Task requirements: The reply is to be an exact repetition of the entries that follow, with each picture left out.

[Extracted information Boundary: Start]

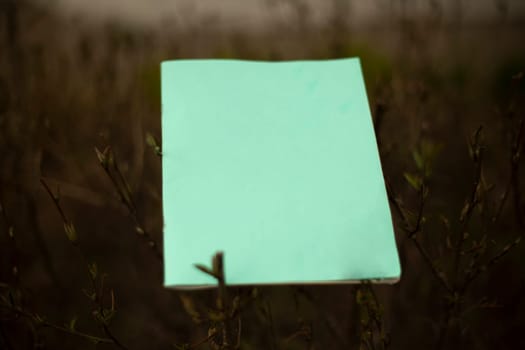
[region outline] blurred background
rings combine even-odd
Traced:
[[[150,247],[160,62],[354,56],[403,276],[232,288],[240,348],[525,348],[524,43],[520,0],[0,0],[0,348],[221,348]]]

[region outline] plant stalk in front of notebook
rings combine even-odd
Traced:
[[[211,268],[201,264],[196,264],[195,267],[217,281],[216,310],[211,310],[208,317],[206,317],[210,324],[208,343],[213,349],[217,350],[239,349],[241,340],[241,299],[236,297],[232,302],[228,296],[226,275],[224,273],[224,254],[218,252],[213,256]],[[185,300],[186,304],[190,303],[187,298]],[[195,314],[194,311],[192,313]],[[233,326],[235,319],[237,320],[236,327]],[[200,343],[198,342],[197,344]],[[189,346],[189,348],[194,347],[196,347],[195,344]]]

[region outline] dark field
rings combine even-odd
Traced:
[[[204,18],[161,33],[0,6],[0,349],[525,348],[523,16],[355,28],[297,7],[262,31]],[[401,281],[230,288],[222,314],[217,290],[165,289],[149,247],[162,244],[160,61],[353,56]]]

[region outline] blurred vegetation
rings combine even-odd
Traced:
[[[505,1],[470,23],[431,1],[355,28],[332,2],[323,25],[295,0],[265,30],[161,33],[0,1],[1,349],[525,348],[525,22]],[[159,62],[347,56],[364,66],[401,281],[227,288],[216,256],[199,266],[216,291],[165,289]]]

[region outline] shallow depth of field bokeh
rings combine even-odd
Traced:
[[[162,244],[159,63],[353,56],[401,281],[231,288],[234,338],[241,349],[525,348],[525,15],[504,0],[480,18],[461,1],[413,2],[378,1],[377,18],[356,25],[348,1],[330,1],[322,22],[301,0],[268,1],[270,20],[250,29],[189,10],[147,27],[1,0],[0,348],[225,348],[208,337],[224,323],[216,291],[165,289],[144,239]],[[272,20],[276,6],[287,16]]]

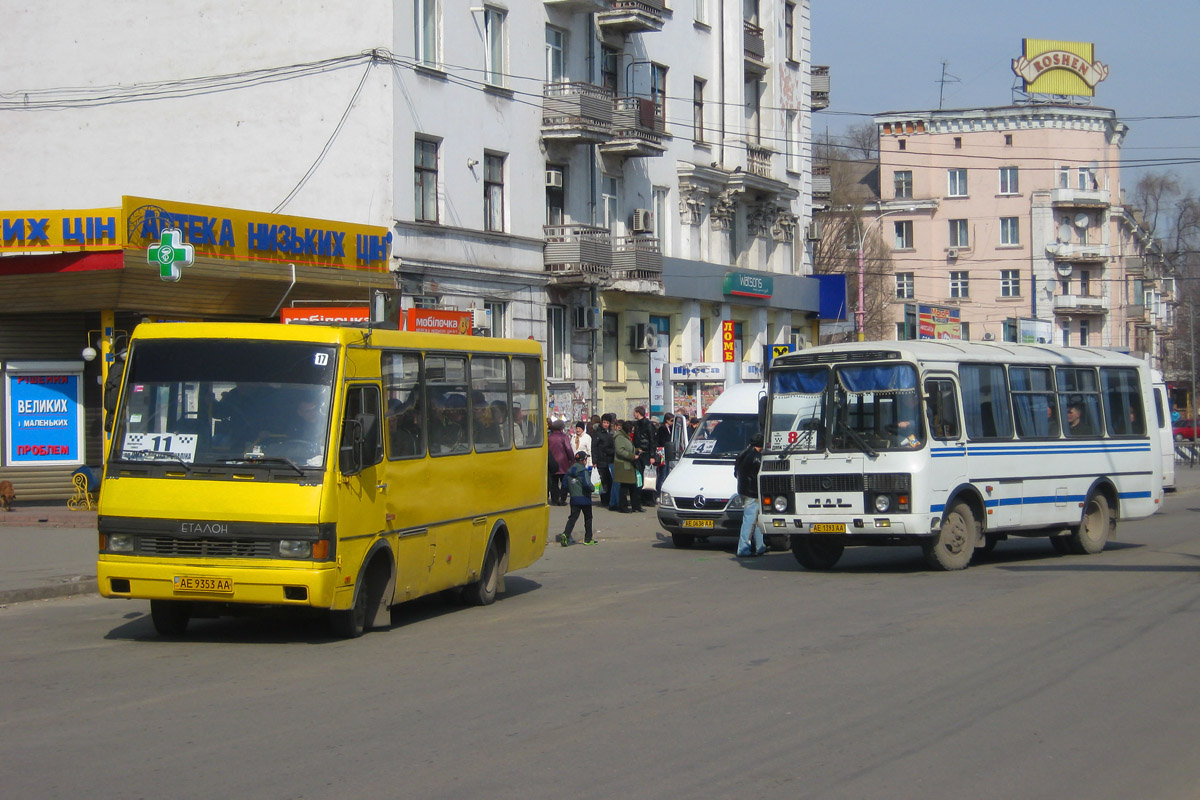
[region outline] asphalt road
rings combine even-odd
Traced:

[Extracted information Boundary: End]

Output for this task:
[region outline] blurred background
rings combine even-odd
Traced:
[[[150,247],[160,62],[354,56],[403,276],[232,288],[240,348],[525,348],[524,43],[520,0],[0,0],[0,348],[221,348]]]

[region outline] plant stalk in front of notebook
rings combine even-odd
Traced:
[[[211,268],[201,264],[196,264],[195,267],[217,281],[216,310],[211,310],[208,317],[206,317],[210,324],[208,343],[213,349],[217,350],[239,349],[241,340],[241,299],[236,297],[232,302],[228,296],[226,275],[224,273],[224,254],[218,252],[213,256]],[[185,300],[186,304],[190,303],[187,298]],[[195,314],[194,311],[192,313]],[[233,326],[235,319],[237,320],[236,327]],[[200,343],[198,342],[197,344]],[[189,346],[189,348],[194,347],[196,347],[195,344]]]

[region outline] dark field
rings combine even-odd
Traced:
[[[204,18],[161,33],[0,6],[0,349],[525,348],[523,16],[355,28],[297,7],[262,31]],[[401,281],[230,288],[222,314],[217,290],[165,289],[149,247],[162,244],[160,61],[353,56]]]

[region outline] blurred vegetation
rings combine even-odd
Traced:
[[[505,1],[470,23],[431,1],[355,28],[332,2],[323,25],[295,0],[265,30],[161,33],[0,1],[1,349],[525,348],[525,22]],[[159,62],[347,56],[364,66],[401,281],[227,288],[216,256],[199,266],[216,291],[165,289]]]

[region outline] shallow depth of field bokeh
rings combine even-odd
Traced:
[[[162,244],[159,63],[353,56],[401,281],[231,288],[234,338],[241,349],[525,348],[525,15],[504,0],[480,18],[461,1],[413,2],[378,1],[377,18],[356,25],[348,1],[330,1],[322,22],[301,0],[268,1],[270,20],[250,29],[189,10],[147,27],[1,0],[0,348],[225,348],[208,337],[224,323],[216,291],[165,289],[144,239]],[[272,20],[276,6],[287,16]]]

[region outline] asphalt road
rings combine even-odd
Traced:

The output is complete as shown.